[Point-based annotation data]

* * *

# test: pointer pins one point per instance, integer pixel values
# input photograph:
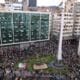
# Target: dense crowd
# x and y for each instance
(11, 54)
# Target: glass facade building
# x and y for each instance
(19, 27)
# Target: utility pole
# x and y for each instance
(59, 55)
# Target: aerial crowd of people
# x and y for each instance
(9, 55)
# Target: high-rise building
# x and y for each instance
(29, 4)
(11, 1)
(32, 3)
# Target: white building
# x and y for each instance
(68, 25)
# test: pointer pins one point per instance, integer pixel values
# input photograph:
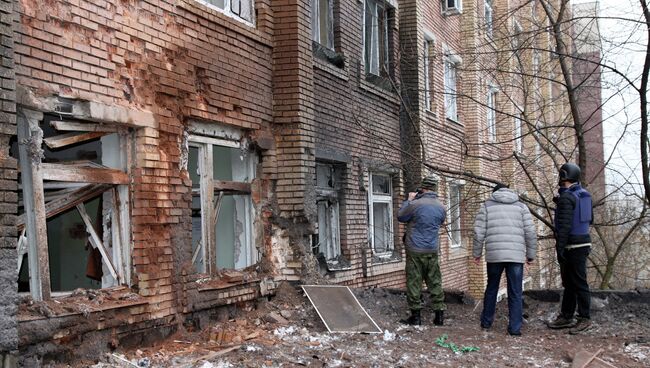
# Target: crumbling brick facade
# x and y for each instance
(305, 126)
(8, 187)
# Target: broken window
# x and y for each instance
(221, 171)
(454, 214)
(491, 114)
(428, 50)
(451, 7)
(451, 93)
(376, 37)
(327, 202)
(322, 28)
(381, 213)
(488, 17)
(519, 139)
(73, 204)
(239, 9)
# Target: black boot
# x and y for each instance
(414, 319)
(439, 319)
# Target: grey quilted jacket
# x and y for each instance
(506, 227)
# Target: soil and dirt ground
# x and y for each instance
(287, 332)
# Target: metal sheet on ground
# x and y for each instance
(339, 309)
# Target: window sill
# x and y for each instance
(386, 258)
(330, 56)
(72, 305)
(246, 29)
(330, 69)
(218, 284)
(373, 88)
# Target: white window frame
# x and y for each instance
(491, 114)
(331, 248)
(489, 18)
(384, 199)
(116, 245)
(451, 7)
(317, 34)
(209, 200)
(428, 47)
(227, 10)
(451, 63)
(451, 221)
(374, 67)
(518, 132)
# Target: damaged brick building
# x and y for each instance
(183, 155)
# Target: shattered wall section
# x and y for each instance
(8, 187)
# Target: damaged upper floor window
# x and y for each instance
(328, 181)
(322, 22)
(239, 9)
(223, 235)
(73, 204)
(376, 37)
(380, 204)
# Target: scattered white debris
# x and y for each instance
(389, 336)
(252, 348)
(638, 352)
(282, 332)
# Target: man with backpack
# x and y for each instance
(573, 215)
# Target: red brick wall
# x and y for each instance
(181, 61)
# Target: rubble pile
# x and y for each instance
(287, 332)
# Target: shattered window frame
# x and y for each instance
(241, 10)
(376, 43)
(491, 115)
(213, 194)
(454, 213)
(381, 198)
(328, 211)
(64, 187)
(322, 22)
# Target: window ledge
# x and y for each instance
(231, 23)
(329, 68)
(378, 91)
(217, 284)
(386, 258)
(72, 305)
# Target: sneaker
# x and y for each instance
(561, 322)
(582, 325)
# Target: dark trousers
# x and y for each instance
(423, 267)
(574, 280)
(514, 277)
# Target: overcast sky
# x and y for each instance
(623, 45)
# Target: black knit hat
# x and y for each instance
(499, 186)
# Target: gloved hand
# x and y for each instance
(560, 255)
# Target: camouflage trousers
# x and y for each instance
(423, 267)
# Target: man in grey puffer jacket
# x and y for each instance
(506, 227)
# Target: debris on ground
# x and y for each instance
(251, 339)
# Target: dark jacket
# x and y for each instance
(424, 215)
(573, 215)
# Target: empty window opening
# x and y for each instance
(454, 214)
(222, 209)
(322, 25)
(451, 93)
(376, 38)
(328, 181)
(381, 213)
(238, 9)
(82, 180)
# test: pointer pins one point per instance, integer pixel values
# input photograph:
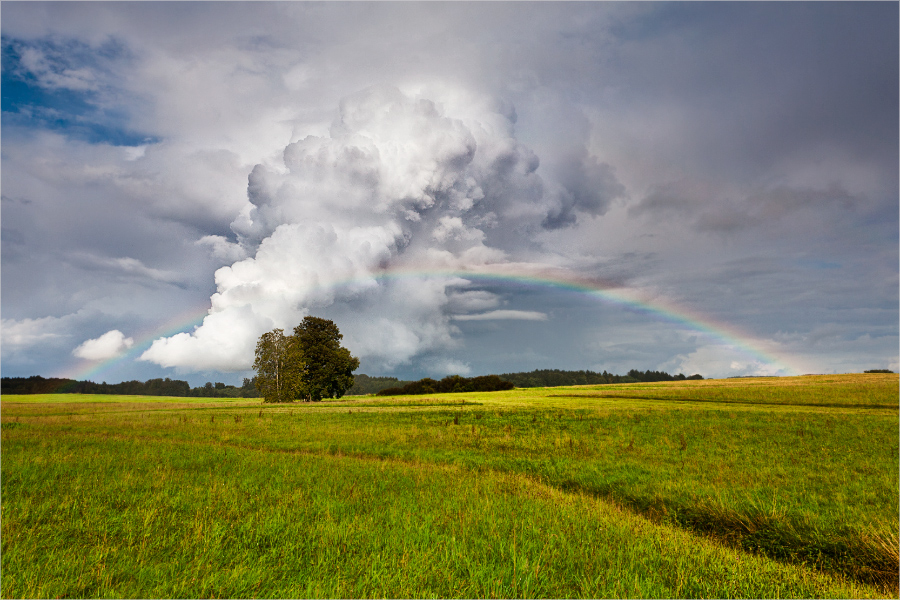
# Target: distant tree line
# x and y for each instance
(451, 384)
(152, 387)
(363, 384)
(557, 377)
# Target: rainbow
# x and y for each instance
(654, 306)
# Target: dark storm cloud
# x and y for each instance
(737, 157)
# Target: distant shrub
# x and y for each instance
(450, 384)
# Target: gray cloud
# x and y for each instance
(738, 160)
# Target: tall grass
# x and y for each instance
(524, 495)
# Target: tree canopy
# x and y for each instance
(310, 364)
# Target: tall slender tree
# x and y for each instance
(270, 364)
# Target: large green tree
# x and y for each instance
(326, 366)
(311, 364)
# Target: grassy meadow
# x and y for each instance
(757, 487)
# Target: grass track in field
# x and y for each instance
(814, 484)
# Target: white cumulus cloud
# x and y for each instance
(401, 181)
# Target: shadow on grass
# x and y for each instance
(869, 557)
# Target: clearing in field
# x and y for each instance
(740, 488)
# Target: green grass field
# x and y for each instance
(740, 488)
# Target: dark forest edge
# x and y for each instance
(363, 384)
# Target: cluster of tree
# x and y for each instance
(363, 384)
(309, 365)
(557, 377)
(648, 376)
(152, 387)
(453, 383)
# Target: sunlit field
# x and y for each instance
(757, 487)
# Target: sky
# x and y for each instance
(464, 188)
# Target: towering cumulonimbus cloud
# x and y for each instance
(401, 182)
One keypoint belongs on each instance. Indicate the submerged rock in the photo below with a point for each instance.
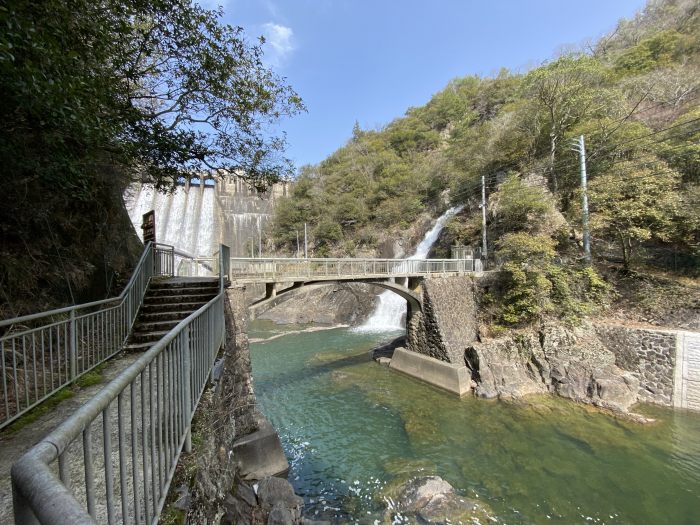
(431, 499)
(271, 500)
(571, 363)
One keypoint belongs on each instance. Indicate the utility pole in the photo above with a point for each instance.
(306, 244)
(484, 249)
(580, 146)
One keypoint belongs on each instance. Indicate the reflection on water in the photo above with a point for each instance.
(352, 428)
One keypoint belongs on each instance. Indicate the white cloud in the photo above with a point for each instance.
(279, 42)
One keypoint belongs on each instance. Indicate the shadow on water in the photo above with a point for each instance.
(347, 423)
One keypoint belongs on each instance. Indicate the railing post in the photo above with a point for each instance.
(187, 373)
(73, 347)
(22, 510)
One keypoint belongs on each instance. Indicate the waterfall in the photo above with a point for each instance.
(391, 310)
(186, 219)
(196, 219)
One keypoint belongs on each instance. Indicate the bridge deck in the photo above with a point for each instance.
(288, 270)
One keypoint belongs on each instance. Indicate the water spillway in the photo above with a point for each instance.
(391, 309)
(195, 219)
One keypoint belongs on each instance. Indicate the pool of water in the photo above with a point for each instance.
(352, 428)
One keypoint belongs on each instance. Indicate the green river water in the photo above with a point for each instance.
(352, 428)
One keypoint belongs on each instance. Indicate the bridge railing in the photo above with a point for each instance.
(44, 352)
(288, 268)
(112, 460)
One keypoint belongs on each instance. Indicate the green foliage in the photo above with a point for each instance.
(527, 266)
(518, 206)
(517, 131)
(632, 204)
(537, 286)
(655, 51)
(97, 94)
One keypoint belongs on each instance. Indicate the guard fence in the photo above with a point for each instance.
(113, 459)
(291, 268)
(44, 352)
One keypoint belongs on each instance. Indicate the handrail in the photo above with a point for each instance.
(38, 361)
(163, 387)
(48, 313)
(276, 268)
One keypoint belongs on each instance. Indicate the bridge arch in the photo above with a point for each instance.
(413, 299)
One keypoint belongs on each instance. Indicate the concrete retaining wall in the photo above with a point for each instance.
(447, 325)
(666, 362)
(649, 354)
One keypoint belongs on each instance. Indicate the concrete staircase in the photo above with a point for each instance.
(167, 302)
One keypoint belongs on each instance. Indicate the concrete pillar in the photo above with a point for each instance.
(415, 284)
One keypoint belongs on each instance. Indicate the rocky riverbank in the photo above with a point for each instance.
(572, 363)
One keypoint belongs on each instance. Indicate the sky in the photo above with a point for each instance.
(368, 61)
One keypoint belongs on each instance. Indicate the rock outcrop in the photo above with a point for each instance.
(571, 363)
(431, 499)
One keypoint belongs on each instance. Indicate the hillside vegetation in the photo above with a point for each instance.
(634, 95)
(98, 94)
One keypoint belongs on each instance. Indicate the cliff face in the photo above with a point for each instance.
(56, 250)
(570, 363)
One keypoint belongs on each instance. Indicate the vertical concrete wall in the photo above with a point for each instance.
(686, 392)
(448, 322)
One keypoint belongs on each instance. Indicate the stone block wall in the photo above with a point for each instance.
(448, 324)
(649, 354)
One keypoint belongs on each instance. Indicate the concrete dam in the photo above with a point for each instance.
(202, 213)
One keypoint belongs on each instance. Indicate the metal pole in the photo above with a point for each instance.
(484, 250)
(73, 347)
(584, 201)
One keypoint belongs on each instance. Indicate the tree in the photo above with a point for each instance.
(97, 94)
(633, 203)
(567, 89)
(161, 88)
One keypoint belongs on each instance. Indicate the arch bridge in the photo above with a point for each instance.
(283, 276)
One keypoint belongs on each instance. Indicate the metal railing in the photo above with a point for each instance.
(112, 460)
(43, 352)
(286, 268)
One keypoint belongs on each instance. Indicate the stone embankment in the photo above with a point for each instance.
(571, 363)
(606, 365)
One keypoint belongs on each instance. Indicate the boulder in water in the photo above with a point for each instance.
(431, 499)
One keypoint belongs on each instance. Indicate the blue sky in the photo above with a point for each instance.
(370, 60)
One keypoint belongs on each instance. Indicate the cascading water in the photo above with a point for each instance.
(196, 219)
(391, 310)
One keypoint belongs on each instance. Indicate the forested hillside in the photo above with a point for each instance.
(634, 96)
(96, 95)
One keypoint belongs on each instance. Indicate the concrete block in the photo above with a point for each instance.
(451, 377)
(260, 453)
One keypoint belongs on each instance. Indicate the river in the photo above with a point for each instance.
(352, 428)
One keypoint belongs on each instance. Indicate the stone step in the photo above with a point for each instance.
(145, 337)
(138, 347)
(170, 284)
(156, 326)
(172, 299)
(172, 307)
(177, 316)
(184, 290)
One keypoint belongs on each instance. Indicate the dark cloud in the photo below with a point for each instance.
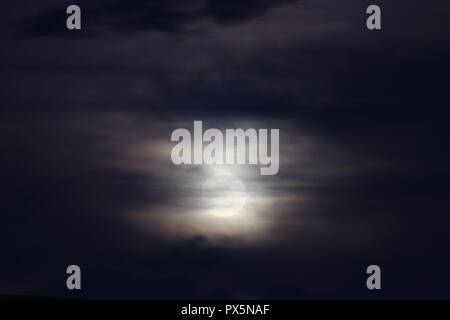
(129, 17)
(364, 175)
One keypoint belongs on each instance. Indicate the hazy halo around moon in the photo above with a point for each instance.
(223, 194)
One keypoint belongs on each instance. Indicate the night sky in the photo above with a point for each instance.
(86, 174)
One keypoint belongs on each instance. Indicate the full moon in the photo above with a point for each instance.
(224, 194)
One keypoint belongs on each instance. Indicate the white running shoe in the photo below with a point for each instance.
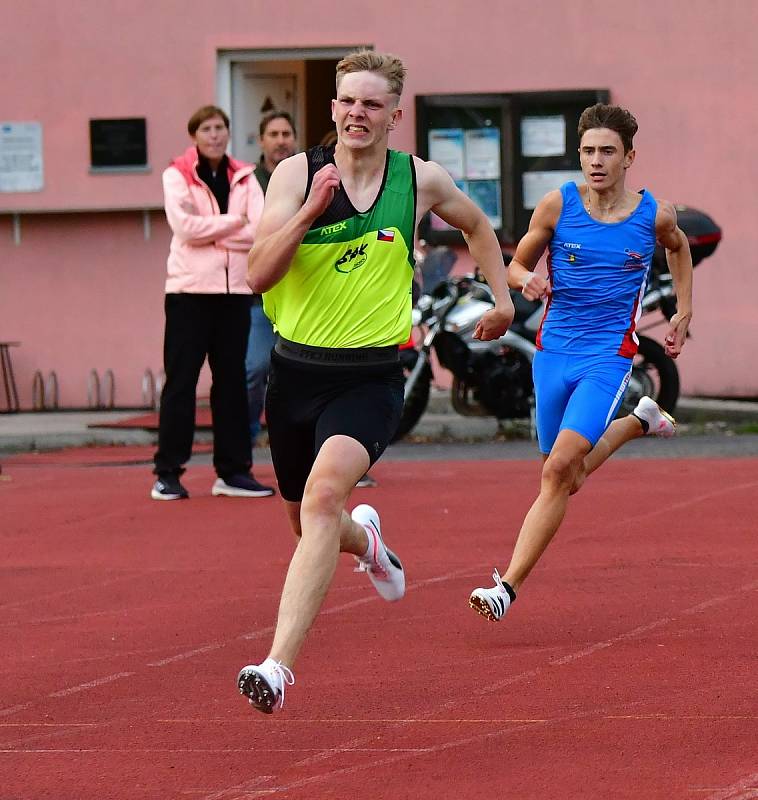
(383, 567)
(660, 423)
(491, 603)
(263, 684)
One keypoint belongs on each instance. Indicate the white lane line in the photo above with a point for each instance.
(7, 712)
(82, 687)
(745, 789)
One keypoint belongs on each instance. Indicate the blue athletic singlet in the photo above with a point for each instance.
(598, 272)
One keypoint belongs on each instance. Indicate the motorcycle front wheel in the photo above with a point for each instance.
(415, 403)
(653, 374)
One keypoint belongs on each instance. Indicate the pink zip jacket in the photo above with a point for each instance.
(208, 253)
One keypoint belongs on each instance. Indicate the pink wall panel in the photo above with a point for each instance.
(84, 292)
(687, 70)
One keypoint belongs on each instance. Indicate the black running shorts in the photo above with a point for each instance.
(308, 403)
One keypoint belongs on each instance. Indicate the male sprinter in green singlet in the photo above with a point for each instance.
(333, 257)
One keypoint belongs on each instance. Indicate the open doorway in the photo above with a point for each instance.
(301, 82)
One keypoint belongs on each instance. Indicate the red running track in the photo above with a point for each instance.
(626, 669)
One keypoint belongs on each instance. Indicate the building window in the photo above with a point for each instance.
(505, 151)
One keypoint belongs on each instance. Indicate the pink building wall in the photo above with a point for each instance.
(84, 290)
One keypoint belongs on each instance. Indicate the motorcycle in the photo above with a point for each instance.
(495, 378)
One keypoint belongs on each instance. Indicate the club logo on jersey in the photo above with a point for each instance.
(634, 260)
(352, 259)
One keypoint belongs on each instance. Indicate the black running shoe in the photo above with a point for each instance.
(168, 487)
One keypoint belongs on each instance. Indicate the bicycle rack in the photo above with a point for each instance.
(109, 389)
(38, 391)
(50, 391)
(93, 390)
(148, 389)
(159, 384)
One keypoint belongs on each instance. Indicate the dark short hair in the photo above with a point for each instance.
(614, 118)
(270, 116)
(204, 113)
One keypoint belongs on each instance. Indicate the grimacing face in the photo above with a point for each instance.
(364, 111)
(277, 142)
(602, 157)
(212, 139)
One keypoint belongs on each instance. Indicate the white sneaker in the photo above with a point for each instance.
(660, 423)
(383, 567)
(491, 603)
(263, 684)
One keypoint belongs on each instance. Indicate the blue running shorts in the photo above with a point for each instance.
(580, 393)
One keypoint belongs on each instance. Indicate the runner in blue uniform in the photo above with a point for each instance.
(600, 239)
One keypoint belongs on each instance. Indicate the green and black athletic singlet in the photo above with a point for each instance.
(349, 284)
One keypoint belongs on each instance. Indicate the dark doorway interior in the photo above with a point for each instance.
(319, 82)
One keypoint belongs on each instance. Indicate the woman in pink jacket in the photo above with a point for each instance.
(213, 204)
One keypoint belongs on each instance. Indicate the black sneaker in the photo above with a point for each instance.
(167, 487)
(366, 482)
(240, 486)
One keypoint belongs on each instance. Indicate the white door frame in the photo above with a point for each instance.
(225, 59)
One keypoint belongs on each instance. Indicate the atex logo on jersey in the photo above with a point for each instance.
(634, 260)
(352, 259)
(336, 228)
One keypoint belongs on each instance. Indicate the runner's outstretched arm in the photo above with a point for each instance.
(521, 273)
(286, 219)
(679, 260)
(438, 192)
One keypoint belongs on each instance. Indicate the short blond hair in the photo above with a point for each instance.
(385, 64)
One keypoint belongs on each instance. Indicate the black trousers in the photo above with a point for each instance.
(216, 326)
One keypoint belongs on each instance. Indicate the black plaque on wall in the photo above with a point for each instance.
(118, 142)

* * *

* **What needs to be done**
Return exactly the lines of the data, and only those, from the line with "the black sneaker" through the last line, inclusive.

* **Response to the exercise**
One keypoint belongs on each instance. Indicate the black sneaker in the photo above with a point for each instance.
(167, 487)
(366, 482)
(240, 486)
One keypoint belongs on each instance. Indicate the white door frame in the photo above with a point for each instance.
(225, 59)
One keypoint belongs on each instance. Indicate the atex logo on jersey in the photo above with a point for each instance.
(634, 260)
(352, 259)
(336, 228)
One keypoint belongs on each instance. Indicate the runner's outstretched arm in the photo above with a point for each instance.
(521, 273)
(286, 219)
(679, 260)
(438, 192)
One keypoint belongs on each instance. Indicate the short blond hair in the photo above with a point for each instance.
(385, 64)
One keypoint belongs on each instance. Indicate the black trousers in the photo above with a point for each instance.
(216, 326)
One keypoint belongs on each instance. Indicate the black plaque on wall in the photo above with a point for each instance.
(118, 142)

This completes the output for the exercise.